*PASSAGE TO READ*
···
The corn market for most of December has been like getting through a dead space on your cell phone in that not much is happening. There is little cash movement as producers are holding tight onto their crop in the bin. Next month, they will begin checking input costs and profit margins for spring planting, which currently offer little incentive. Regarding exports, there is a lot of room for improvement as shipments are running 41 percent behind a year ago. Last week, inspections were only 23.8 MB and must average 42.2 MB each week to reach USDA’s target of 1.925 BB. Looking at the funds they upped the ante by increasing their shorts 180 MB to 1.190 BB. For the moment, there is little to shake their resolve meaning the chances are it will be January, maybe later, before the corn market gets through its dead space.

Bean Outlook:

Concerns of La Nina impacting South America’s soybean crop are far from everyone’s mind as reflected by the market’s thrashing this week. However, their crop is in the early stages of development and emotions could heat up again on the first sign of dryness returning. Looking at exports, inspections last week were respectable at 65.4 MB. However, the pace of shipments has been declining since November and are down 34 percent. China took 42.5 MB or 64 percent of shipments. As mentioned in previous comments, when soybean shipments peak, they decline on average 85 percent until the end of the marketing year. For the past few weeks, the funds have been flip-flopping on their position. Last week, they sold 195 MB and are now short 40 MB.
···
*RECORD EXTRACTS*
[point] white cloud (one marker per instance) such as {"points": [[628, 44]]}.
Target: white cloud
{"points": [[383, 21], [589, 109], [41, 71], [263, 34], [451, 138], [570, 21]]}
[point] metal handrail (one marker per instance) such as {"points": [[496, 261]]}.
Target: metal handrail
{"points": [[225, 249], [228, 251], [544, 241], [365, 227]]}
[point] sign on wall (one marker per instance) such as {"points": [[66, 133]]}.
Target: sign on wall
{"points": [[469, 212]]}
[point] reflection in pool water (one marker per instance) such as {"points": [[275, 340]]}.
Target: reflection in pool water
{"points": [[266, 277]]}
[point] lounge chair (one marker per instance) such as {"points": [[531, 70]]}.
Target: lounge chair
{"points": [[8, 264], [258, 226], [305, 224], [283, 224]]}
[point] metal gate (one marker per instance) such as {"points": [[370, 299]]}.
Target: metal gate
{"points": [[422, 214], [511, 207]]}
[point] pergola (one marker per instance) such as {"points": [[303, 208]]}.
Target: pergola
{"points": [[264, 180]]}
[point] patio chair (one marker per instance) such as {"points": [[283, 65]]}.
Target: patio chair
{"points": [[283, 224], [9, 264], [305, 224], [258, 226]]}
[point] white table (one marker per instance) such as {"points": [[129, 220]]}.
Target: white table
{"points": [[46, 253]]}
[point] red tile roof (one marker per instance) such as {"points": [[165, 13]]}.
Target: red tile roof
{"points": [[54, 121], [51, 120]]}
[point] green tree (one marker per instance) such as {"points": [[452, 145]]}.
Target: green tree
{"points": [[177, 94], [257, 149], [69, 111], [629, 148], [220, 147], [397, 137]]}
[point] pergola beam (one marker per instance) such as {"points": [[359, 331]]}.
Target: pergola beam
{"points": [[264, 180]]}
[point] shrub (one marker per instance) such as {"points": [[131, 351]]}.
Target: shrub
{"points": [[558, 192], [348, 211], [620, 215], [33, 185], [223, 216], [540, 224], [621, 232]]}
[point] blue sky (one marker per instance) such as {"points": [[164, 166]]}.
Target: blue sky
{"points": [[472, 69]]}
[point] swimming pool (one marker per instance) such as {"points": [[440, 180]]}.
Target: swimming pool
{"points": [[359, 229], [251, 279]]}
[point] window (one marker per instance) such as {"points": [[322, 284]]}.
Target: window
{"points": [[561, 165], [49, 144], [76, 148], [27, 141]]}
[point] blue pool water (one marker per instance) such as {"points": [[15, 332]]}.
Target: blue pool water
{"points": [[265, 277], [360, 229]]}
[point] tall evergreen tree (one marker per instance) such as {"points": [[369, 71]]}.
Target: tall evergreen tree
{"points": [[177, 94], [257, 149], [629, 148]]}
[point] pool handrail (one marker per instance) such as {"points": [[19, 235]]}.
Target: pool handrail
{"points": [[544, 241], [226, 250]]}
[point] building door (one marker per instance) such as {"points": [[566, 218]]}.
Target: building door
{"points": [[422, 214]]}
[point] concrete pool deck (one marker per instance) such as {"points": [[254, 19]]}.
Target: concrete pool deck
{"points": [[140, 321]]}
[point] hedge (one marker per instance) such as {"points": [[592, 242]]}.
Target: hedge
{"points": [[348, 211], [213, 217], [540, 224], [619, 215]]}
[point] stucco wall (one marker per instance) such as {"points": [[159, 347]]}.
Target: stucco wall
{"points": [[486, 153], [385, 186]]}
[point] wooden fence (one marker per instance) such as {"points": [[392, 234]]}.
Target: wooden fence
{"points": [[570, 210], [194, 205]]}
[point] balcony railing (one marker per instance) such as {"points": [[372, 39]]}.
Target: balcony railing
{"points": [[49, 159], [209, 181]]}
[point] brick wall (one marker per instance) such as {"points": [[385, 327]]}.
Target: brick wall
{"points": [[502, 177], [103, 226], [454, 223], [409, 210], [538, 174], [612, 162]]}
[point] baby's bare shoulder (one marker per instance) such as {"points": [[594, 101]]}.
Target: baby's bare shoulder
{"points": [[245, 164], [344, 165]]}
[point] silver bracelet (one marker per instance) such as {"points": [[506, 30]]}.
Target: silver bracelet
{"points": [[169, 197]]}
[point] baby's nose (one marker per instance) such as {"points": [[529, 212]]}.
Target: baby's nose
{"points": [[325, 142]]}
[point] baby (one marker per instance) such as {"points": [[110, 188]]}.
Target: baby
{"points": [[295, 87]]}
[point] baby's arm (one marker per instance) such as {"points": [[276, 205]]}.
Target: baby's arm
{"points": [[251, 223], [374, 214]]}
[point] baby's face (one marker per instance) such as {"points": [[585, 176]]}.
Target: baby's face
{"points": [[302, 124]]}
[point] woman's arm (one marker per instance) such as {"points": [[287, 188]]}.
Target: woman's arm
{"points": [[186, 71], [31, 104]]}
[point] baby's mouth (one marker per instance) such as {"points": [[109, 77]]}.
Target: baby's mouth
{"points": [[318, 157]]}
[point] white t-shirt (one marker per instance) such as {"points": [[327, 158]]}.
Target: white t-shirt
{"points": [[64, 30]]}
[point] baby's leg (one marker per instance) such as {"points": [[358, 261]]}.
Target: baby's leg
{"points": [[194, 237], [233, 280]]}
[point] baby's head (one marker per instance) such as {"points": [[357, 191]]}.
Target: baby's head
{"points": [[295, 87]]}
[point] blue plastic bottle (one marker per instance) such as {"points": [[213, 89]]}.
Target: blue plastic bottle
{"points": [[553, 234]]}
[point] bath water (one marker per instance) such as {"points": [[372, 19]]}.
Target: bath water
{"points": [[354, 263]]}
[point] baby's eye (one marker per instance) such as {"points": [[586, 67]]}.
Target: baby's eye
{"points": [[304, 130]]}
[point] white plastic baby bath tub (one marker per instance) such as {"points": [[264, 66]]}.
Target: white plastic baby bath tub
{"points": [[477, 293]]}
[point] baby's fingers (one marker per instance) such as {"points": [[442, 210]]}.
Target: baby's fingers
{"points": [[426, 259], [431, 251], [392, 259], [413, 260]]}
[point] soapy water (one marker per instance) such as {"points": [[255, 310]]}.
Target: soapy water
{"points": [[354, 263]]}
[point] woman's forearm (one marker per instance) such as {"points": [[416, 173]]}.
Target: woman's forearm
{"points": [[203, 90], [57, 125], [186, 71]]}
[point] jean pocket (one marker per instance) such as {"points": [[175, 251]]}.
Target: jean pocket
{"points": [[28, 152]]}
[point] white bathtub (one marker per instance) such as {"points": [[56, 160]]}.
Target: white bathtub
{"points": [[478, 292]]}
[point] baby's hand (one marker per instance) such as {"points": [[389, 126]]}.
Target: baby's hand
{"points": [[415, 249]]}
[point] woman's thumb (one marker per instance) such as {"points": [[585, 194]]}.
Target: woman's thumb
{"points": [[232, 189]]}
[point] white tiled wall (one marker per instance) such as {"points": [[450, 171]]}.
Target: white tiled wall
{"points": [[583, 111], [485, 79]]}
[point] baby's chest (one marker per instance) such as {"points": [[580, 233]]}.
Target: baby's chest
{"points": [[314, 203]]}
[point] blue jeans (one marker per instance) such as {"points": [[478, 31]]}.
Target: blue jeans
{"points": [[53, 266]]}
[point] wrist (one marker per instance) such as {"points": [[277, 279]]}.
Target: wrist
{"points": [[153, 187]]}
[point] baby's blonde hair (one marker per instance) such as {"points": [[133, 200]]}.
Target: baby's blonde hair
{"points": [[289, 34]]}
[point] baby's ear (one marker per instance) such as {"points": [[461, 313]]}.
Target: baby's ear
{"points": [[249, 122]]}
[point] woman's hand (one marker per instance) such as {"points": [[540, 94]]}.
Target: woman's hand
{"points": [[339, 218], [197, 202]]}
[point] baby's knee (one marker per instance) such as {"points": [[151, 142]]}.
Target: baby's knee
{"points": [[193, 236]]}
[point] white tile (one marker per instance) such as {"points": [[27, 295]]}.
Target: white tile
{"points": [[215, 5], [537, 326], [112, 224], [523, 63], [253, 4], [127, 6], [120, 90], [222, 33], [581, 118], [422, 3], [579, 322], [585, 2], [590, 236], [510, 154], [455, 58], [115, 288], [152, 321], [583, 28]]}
···
*GOALS*
A – From the corn and soybean market commentary, reproduce word for word the part starting with "The corn market for" and going on through "its dead space.".
B – Translate this sentence from the corn and soybean market commentary into Spanish: "China took 42.5 MB or 64 percent of shipments."
C – Go on with the corn and soybean market commentary, picking up after its final sentence.

*RESPONSES PER TASK*
A –
The corn market for most of December has been like getting through a dead space on your cell phone in that not much is happening. There is little cash movement as producers are holding tight onto their crop in the bin. Next month, they will begin checking input costs and profit margins for spring planting, which currently offer little incentive. Regarding exports, there is a lot of room for improvement as shipments are running 41 percent behind a year ago. Last week, inspections were only 23.8 MB and must average 42.2 MB each week to reach USDA’s target of 1.925 BB. Looking at the funds they upped the ante by increasing their shorts 180 MB to 1.190 BB. For the moment, there is little to shake their resolve meaning the chances are it will be January, maybe later, before the corn market gets through its dead space.

B – China se llevó 42.5 MB, o el 64 por ciento de los envíos.

C –
Wheat Outlook:

Wheat reminds me of the practical joker who sits in the back of the class that, once in a while, gets a passing grade. Wheat has the most bearish fundamental of the grains, but has shown the brightest performance recently. This is mostly because of dry conditions in the Plains over the past few weeks. Exports are showing some improvement with inspections last week at 21.5 MB, the best seen since September. Although the pace of shipments has improved since early November, they must grow further if we are to reach USDA’s projection of 975 MB. Looking at the funds, they added 160 MB to their short position last week increasing it to 845 MB, just short of the record of 945 MB. This could be a boon for the market if they are forced to cover.